**WRITTEN PROBLEM**
Extract every row below that contains the string "toad". Treat uppercase and lowercase letters as distinct.

**DATASET EXCERPTS**

==*==

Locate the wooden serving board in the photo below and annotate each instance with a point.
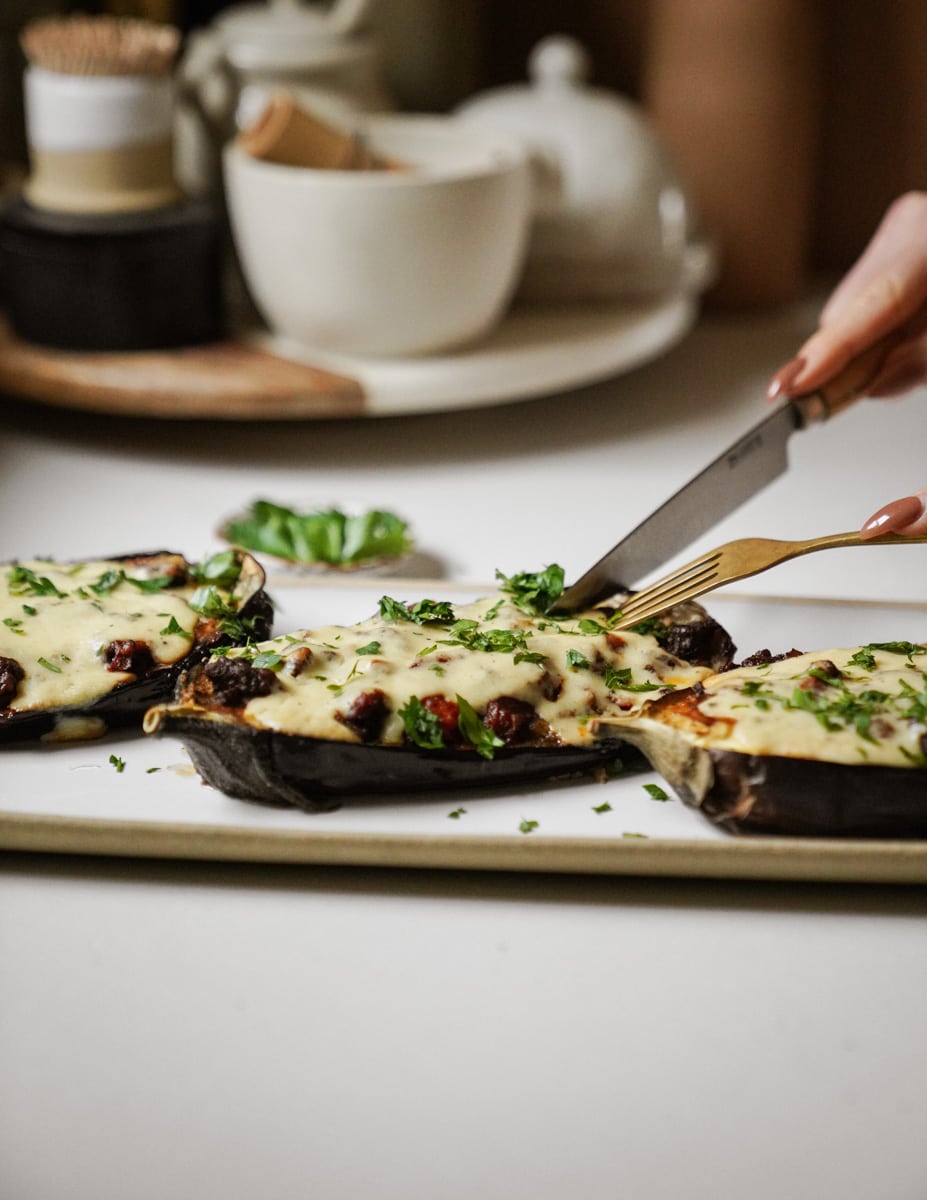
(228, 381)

==*==

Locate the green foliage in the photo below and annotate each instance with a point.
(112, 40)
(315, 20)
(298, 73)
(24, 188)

==*==

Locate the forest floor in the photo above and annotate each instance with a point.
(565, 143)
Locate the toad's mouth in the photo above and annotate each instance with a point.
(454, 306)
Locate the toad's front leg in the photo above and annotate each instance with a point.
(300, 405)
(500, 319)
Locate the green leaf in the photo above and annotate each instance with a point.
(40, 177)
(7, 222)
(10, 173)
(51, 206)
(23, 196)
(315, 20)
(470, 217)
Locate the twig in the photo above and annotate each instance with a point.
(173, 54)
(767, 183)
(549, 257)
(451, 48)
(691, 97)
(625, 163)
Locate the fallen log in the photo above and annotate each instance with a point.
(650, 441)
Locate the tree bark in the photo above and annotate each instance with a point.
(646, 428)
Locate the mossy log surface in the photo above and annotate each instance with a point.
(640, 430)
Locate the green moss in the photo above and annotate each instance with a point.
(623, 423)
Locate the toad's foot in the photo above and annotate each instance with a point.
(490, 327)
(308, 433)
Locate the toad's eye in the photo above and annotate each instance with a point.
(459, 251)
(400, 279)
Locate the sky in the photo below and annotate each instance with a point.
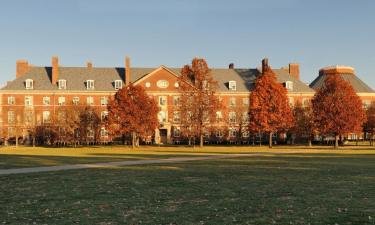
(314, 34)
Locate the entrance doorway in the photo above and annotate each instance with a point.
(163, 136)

==*==

**THE RESULT**
Locate the toad's mouth in the photo above and annotate each instance with a point.
Locate the toad's front leg in the photo above and annotate each instance with a point.
Locate the toad's foot in the photo above and annotate each instance with a point.
Locate the toad's eye in the photo above and annotate each instance with a point.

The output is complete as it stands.